Repeat the entire listing exactly.
_ _ _
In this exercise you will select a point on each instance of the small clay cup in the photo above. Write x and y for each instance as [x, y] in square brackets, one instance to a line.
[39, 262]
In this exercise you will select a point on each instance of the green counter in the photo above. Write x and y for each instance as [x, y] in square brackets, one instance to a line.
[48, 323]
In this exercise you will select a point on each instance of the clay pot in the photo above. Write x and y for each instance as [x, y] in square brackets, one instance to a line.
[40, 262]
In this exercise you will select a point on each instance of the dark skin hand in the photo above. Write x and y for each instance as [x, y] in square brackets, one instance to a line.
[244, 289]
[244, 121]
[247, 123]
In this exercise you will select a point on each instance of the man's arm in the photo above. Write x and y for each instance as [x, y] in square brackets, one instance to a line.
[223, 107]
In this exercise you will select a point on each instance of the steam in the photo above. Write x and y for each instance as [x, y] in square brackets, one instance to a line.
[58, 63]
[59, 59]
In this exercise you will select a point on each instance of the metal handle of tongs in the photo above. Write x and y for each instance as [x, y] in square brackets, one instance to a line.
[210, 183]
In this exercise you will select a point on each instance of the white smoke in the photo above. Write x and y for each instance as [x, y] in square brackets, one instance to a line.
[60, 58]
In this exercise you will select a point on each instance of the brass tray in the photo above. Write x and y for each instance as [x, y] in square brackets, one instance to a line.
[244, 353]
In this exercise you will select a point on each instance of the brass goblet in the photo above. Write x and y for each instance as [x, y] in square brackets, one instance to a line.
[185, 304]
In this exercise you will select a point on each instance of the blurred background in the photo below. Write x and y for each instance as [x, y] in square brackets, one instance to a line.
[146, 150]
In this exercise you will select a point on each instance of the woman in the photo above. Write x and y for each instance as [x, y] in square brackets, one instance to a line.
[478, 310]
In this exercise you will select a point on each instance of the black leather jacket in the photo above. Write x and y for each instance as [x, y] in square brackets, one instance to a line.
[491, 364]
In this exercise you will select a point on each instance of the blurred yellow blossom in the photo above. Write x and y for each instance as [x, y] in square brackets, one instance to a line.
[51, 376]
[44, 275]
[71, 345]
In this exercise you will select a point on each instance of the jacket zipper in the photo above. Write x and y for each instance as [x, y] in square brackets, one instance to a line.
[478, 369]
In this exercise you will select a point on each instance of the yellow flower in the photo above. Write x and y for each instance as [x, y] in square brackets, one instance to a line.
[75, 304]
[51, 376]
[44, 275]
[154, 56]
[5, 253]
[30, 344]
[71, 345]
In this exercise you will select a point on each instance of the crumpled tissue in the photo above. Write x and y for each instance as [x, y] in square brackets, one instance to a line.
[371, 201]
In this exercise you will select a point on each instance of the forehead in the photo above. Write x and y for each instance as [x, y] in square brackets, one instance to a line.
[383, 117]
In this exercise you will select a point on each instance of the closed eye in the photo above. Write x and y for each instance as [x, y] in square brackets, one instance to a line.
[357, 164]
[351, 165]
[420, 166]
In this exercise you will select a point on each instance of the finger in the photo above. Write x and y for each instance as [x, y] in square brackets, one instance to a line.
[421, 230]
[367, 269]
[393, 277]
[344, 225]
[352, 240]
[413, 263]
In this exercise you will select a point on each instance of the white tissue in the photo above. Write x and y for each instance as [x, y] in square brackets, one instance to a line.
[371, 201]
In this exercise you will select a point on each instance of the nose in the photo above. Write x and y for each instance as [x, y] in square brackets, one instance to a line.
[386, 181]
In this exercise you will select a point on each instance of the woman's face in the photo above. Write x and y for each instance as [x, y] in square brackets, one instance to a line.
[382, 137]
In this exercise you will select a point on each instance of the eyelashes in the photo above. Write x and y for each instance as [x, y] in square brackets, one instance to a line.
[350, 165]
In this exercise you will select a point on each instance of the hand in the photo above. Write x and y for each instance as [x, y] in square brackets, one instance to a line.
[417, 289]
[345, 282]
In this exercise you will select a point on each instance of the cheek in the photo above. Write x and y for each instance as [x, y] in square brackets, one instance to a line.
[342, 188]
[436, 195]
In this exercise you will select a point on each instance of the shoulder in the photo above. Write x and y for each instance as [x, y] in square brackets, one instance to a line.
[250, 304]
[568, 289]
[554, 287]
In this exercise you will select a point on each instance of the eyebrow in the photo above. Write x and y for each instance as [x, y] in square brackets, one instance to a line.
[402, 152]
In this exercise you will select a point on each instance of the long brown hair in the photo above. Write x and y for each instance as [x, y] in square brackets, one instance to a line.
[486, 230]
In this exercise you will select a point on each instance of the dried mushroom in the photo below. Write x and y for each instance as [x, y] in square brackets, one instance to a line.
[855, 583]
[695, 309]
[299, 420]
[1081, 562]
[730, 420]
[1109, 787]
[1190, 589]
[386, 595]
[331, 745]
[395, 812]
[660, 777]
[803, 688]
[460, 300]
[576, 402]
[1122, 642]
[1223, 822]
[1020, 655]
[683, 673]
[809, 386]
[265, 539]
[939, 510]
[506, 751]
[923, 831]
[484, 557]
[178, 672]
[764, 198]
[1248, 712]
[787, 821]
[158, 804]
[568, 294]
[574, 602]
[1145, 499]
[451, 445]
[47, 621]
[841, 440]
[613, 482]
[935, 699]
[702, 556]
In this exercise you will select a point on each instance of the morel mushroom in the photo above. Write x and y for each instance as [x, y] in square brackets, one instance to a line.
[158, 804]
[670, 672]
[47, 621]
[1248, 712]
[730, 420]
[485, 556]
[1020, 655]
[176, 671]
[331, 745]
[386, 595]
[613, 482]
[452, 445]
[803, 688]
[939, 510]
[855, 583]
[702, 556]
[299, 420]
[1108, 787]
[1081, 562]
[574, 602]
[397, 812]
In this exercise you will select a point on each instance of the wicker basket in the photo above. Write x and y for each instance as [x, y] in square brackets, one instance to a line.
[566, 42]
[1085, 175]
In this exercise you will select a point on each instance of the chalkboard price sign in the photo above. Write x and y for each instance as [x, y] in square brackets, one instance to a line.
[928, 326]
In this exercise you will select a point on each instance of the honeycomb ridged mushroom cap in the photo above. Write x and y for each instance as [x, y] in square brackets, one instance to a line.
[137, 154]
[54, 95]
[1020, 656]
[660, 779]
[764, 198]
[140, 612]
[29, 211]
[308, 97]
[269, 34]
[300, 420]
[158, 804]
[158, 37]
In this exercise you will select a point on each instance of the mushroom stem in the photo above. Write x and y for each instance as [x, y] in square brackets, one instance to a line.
_ _ _
Answer box:
In this exercise you will select a point on each instance of the small clay cup in the photo above. Write x and y for each instance as [x, y] in square brackets, one instance to a line.
[39, 262]
In this exercise you will select a point on each instance of the green counter in the photo above. Write x and y for each instance as [x, y] in square brackets, one instance to a line.
[48, 323]
In this exercise you will select a point on each instance of the clay pot in the photo above. Write x and y for each instance as [x, y] in square brackets, one instance to a line.
[40, 262]
In this exercise you will select a point on each instance of the dark skin hand in the photo above. Write x and y for each instance as [x, y] in square brackets, one instance to a line.
[244, 289]
[244, 121]
[247, 123]
In this exercise you will select a point on each instance of the man's arm in the photo above. Write x and y for each instance as [x, y] in square brackets, one instance to a line.
[223, 107]
In this exercise you will select a point on each instance of the steam in the photo above. Write x and y for each instance as [x, y] in square brackets, one instance to a line.
[58, 63]
[59, 59]
In this exercise you will select a point on each instance of the metal handle of tongs in the photo above. Write x and y for each instance as [x, y] in square brackets, one instance to a line.
[210, 183]
In this exercise you will select a point on each instance of the white smoke in the photo above. Write x and y for each instance as [x, y] in square brackets, one instance to a line.
[60, 58]
In this exercise you will select a point on each instance of the brass tray in the photo above. Write x and y for each instance as [x, y] in square brackets, one instance to a line.
[244, 353]
In this exercise you will select a point on each instance of the brass goblet in the photo above. Write x and y for each instance as [x, y] in square brackets, one instance to a line.
[185, 304]
In this exercise you will select a point on each instance of the blurred background in the photo below. Write x and y for each instance as [x, y] in square brackets, one instance to a line.
[146, 150]
In this exercise you will select a point on each instance of the woman in the photo above. Write x and y for each instance as [x, y] in square brackets, one instance to a line.
[478, 310]
In this exercise you will select a point on each instance of the black leather jacket in the photo above. Write x and y for each instance as [x, y] in square brackets, one instance to a line.
[491, 364]
In this exercise you will select a point on each instance of the blurred yellow blossom in the photo above. Write x and y for each instance as [x, y] in square brackets, one instance to a line.
[51, 376]
[44, 275]
[71, 345]
In this exercise you will select a point on each instance of the jacket zipper in the photo above. Write x and y for each instance as [x, y] in square brackets, one instance to a line.
[478, 369]
In this exercise you will select a point on each instance of the yellow flower in the photo above. Write x and y for each instance as [x, y] in square brackets, one instance to a line.
[75, 304]
[51, 376]
[44, 275]
[154, 56]
[5, 253]
[30, 344]
[71, 345]
In this exercise you will select a point on each instance of the crumpled tissue in the photo above. Write x and y for each instance as [x, y] in square brackets, one instance to a line.
[371, 201]
In this exercise you will select a point on each instance of the forehead in the photo above. Write x and y for each instance as [x, y] in square brackets, one instance to a line.
[383, 117]
In this exercise you will select a point on each instance of the closed eye in the photo above. Write x and y for each instance as [x, y] in square brackets, one instance to a line.
[357, 164]
[351, 165]
[420, 166]
In this exercise you will select a point on each instance of the finger in the photo above. Write x and y for each instance as [x, y] in square brackets, one instance to a line.
[421, 230]
[367, 269]
[393, 277]
[344, 225]
[352, 240]
[413, 263]
In this exercise you will select a point on each instance of the white tissue in the photo above. Write x and y for each instance as [x, y] in square brackets, one instance to a line.
[371, 201]
In this exercise you will select a point on each instance of the nose in the photo above. Write x and y for each instance as [x, y] in square brackets, one instance to a line.
[386, 181]
In this exercise you will select a point on each instance of the woman's face in the photo above. Write x and y for each instance as [x, y] in square brackets, one instance to a line.
[382, 137]
In this exercise you will select a point on each instance of the eyelashes in the photo above. Write x and y for each instance as [x, y] in square brackets, one instance to a line.
[350, 165]
In this exercise you will select a point on each instance of the hand in the photo above. Write x and y for each instance as [x, y] in square brackets, one instance to a line.
[417, 289]
[345, 282]
In this exercise you will select a point on each instance of the cheek in the photo above. Write x and y for each instance as [x, y] in square brackets, one instance to a line.
[342, 188]
[436, 195]
In this exercise you will select a point on each instance of the shoulder in the photo above. Write x and y for each instance as [x, y] in square brackets, one instance to a line.
[250, 304]
[568, 289]
[554, 287]
In this exercise you will select a point on each instance of the eyebrow in the photo above. Write x and y for each instance as [x, y] in square brackets, one instance to a line.
[402, 152]
In this exercise you will select a point on each instance of the long brown hair in the photo above. Write x and y for each instance as [x, y] in square brackets, one instance to a line.
[486, 230]
In this exercise you will select a point on each instance of the dried mushroom in the photo below. Write x and y for each instance as [x, y] in square brackets, one instance to a line.
[855, 583]
[695, 309]
[299, 420]
[1081, 562]
[730, 420]
[1109, 787]
[1190, 589]
[386, 595]
[331, 745]
[395, 812]
[660, 777]
[803, 688]
[460, 300]
[576, 402]
[1122, 642]
[1223, 822]
[1020, 655]
[683, 673]
[809, 386]
[265, 539]
[939, 510]
[506, 751]
[923, 831]
[484, 557]
[178, 672]
[764, 198]
[1248, 712]
[787, 821]
[158, 804]
[568, 294]
[574, 602]
[1145, 499]
[451, 445]
[47, 621]
[841, 440]
[613, 482]
[935, 699]
[702, 556]
In this exercise you will select a point on each instance of the morel mushroom in the photo above. Write x and y for each instance as [x, y] in square brackets, one instance to a line.
[158, 804]
[670, 672]
[47, 621]
[1248, 712]
[730, 420]
[485, 556]
[1020, 655]
[176, 671]
[331, 745]
[386, 595]
[613, 482]
[452, 445]
[803, 688]
[939, 510]
[855, 583]
[702, 556]
[299, 420]
[1108, 787]
[1081, 562]
[574, 602]
[397, 812]
In this exercise you will select a point on each instance of the wicker basket in the photo above. Write x and y for each instance as [x, y] in square brackets, one instance to a line.
[566, 42]
[1085, 175]
In this exercise you will select a point on each instance of the chalkboard price sign in the photo above. Write x and y for each instance as [x, y] in square brackets, one instance to a line.
[928, 326]
In this exercise you will select a point on each instance of the honeycomb ridged mushroom cap in the photo above. Write x and y for each instance as [x, y] in square brackets, one instance to a line.
[137, 154]
[54, 95]
[1020, 656]
[660, 779]
[764, 198]
[140, 612]
[29, 211]
[308, 97]
[269, 34]
[300, 420]
[158, 804]
[158, 37]
In this exercise you will select a point on each instance of the mushroom stem in the photo above. Write x and y for each instance as [x, y] in square brackets, one instance to a line.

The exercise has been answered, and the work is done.